* begin *

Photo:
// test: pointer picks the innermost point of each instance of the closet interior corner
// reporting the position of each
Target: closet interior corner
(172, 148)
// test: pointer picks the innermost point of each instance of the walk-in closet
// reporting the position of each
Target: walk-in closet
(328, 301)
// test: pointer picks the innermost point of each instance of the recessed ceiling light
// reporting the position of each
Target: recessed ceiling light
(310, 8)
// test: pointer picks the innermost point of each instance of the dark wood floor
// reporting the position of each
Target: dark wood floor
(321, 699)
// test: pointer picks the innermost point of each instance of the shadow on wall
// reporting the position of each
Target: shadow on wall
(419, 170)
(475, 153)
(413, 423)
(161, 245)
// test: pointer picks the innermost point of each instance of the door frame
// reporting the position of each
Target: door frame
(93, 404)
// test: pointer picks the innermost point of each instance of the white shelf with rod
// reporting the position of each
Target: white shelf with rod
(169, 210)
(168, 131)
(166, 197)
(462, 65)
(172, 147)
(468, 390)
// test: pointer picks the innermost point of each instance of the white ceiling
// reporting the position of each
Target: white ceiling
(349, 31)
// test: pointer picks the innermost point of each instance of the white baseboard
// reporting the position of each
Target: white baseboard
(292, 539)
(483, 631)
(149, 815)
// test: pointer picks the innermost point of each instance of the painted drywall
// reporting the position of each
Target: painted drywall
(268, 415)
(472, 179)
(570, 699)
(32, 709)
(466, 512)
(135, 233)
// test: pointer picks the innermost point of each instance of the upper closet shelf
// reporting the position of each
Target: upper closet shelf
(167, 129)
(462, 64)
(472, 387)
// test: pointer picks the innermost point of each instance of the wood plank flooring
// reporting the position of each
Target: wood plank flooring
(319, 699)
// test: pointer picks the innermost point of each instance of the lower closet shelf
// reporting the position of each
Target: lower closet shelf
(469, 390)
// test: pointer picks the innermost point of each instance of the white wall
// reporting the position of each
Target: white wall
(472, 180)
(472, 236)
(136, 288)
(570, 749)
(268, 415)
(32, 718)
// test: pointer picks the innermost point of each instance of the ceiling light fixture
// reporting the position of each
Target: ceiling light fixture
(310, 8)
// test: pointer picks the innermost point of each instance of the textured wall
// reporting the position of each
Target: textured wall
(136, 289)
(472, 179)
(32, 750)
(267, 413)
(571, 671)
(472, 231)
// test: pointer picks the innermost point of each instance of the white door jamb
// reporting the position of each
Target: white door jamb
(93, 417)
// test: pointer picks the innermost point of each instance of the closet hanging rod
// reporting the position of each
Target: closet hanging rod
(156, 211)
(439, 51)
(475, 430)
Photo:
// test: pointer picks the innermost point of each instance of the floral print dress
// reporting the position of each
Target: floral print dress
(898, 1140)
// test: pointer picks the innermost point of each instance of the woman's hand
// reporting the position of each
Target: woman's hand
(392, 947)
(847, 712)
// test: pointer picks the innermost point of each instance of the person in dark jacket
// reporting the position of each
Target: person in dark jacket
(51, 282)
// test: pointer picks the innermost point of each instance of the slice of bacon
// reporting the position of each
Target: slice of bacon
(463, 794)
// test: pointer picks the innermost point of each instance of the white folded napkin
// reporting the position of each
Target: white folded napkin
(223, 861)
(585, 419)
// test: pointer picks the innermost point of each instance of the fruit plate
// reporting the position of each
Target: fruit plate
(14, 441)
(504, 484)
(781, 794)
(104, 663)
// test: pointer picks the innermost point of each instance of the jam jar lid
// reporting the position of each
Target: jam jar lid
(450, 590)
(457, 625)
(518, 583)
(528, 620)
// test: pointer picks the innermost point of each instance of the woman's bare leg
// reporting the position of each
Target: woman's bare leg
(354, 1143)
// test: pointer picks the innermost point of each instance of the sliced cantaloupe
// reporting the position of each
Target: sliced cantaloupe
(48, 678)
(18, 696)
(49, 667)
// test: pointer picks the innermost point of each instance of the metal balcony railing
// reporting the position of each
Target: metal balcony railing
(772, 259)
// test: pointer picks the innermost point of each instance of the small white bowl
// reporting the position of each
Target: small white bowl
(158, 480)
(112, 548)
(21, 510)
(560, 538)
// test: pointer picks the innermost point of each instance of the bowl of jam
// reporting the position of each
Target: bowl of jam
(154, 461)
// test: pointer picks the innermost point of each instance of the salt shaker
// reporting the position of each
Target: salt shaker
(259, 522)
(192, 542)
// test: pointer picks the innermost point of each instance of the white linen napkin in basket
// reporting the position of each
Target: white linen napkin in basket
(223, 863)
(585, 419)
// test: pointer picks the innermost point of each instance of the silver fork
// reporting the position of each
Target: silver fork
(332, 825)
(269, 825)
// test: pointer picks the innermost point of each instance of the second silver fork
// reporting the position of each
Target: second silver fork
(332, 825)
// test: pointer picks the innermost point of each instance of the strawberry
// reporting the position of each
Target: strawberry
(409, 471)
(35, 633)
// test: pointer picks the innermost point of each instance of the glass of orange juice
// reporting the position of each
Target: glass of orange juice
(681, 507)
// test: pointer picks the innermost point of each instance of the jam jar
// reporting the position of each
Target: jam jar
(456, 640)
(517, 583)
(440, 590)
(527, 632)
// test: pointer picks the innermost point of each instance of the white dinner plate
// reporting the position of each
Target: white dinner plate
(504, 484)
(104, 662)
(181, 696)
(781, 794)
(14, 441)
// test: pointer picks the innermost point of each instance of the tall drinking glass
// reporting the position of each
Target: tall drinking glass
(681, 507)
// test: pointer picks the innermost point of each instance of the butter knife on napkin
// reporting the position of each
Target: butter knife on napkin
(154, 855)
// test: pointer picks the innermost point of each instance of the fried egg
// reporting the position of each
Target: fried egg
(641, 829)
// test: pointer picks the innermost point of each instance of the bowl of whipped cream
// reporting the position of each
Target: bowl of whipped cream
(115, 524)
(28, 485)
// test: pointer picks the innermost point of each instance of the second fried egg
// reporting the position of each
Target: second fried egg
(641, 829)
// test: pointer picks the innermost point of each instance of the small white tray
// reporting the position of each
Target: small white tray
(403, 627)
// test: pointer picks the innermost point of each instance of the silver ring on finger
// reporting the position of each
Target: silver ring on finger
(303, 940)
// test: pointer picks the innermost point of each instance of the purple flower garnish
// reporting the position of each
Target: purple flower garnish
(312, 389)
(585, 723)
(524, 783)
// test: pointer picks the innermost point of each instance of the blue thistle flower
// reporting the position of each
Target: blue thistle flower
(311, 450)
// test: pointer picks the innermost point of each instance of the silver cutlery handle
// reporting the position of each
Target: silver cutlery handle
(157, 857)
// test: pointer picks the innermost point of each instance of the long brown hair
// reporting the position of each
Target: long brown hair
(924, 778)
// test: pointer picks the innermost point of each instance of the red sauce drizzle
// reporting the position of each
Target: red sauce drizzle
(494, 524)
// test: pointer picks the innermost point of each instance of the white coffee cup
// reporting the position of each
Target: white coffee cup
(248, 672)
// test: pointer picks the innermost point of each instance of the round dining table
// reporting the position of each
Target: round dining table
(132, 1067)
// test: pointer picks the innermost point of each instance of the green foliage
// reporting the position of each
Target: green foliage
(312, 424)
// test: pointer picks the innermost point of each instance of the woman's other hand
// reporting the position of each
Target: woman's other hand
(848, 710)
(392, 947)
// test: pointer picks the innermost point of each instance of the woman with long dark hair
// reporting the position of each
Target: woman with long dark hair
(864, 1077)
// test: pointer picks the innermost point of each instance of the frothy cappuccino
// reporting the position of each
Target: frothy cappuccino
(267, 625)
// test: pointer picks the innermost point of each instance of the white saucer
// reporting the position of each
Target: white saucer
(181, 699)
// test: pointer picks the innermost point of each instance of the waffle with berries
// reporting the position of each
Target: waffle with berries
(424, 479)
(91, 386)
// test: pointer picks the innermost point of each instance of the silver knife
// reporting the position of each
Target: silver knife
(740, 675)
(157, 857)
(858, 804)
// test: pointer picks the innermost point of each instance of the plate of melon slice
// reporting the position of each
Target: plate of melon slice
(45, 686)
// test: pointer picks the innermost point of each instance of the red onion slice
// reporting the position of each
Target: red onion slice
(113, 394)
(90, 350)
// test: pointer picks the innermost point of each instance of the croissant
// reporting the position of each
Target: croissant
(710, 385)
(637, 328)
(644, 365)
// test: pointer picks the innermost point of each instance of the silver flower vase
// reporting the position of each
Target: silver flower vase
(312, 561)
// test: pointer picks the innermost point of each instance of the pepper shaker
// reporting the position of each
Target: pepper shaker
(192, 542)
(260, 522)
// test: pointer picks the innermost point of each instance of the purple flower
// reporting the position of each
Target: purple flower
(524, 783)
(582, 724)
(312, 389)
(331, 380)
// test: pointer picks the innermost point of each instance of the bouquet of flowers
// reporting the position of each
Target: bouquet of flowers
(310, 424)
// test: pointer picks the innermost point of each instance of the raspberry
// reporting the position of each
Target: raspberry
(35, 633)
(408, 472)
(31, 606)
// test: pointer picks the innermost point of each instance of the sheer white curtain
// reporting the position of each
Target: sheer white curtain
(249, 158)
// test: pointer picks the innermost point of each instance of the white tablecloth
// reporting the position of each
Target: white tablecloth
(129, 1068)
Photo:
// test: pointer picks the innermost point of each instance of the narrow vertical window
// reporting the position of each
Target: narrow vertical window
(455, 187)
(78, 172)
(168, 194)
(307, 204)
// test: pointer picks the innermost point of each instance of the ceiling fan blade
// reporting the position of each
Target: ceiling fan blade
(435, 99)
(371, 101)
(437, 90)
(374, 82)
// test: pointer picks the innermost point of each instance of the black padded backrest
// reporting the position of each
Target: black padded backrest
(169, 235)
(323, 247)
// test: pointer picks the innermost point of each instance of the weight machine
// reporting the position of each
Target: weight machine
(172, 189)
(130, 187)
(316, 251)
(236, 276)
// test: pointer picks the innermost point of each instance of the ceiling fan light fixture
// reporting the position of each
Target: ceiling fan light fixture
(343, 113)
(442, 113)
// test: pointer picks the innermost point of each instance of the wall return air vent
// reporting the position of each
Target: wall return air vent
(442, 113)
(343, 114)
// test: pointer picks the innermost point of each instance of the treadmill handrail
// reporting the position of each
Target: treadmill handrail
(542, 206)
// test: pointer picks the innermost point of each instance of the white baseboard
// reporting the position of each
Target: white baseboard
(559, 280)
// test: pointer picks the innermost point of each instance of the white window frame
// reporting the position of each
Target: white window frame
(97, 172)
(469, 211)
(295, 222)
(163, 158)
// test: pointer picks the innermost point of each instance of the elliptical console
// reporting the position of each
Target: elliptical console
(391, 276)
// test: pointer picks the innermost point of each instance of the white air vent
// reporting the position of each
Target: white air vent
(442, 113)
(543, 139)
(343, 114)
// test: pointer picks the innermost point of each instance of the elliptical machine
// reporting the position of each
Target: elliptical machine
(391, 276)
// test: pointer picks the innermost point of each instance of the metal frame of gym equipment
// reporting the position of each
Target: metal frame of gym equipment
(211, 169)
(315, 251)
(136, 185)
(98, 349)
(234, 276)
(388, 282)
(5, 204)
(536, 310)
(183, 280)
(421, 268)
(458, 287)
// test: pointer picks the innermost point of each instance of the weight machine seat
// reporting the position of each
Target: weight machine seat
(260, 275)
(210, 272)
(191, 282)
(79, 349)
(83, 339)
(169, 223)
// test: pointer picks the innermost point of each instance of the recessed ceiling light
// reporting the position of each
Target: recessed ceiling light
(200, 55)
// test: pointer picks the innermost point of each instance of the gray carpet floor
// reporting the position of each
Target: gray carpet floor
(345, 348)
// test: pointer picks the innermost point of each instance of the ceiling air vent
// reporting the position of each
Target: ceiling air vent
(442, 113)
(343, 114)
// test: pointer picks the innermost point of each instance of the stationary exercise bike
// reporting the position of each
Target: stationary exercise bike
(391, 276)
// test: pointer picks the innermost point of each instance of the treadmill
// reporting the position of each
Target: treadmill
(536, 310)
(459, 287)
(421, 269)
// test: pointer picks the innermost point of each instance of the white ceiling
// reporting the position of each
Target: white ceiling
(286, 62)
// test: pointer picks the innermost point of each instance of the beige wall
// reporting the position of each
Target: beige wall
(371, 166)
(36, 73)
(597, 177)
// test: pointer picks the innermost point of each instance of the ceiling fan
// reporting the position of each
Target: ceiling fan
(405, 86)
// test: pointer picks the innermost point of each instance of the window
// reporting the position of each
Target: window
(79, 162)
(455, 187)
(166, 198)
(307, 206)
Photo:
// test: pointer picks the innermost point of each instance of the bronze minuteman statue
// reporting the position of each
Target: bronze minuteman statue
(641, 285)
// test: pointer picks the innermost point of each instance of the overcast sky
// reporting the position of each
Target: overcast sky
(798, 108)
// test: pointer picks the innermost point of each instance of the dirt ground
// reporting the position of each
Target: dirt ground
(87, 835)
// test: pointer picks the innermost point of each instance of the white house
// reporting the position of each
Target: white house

* end *

→ TO DO: Transcribe word for word the lines from the one holding "of the window" to the last line of the listing above, inclusive.

→ EXERCISE SOLUTION:
// test: pointer picks the innermost point of each instance of the window
// reporting the position of each
Target: window
(79, 162)
(455, 187)
(166, 198)
(307, 206)
Photo:
// test: pointer picks the innermost point of each instance of the bronze minuteman statue
// reporting the position of each
Target: bronze minuteman statue
(641, 285)
// test: pointer picks the innermost point of each instance of the overcast sky
// reporting the position of each
Target: overcast sky
(798, 108)
// test: pointer picks the innermost point of each instance of the dirt ground
// reporting the position of each
Target: dirt ground
(87, 835)
// test: pointer picks the innermost point of each instance of the white house
// reporting the position of each
Target: white house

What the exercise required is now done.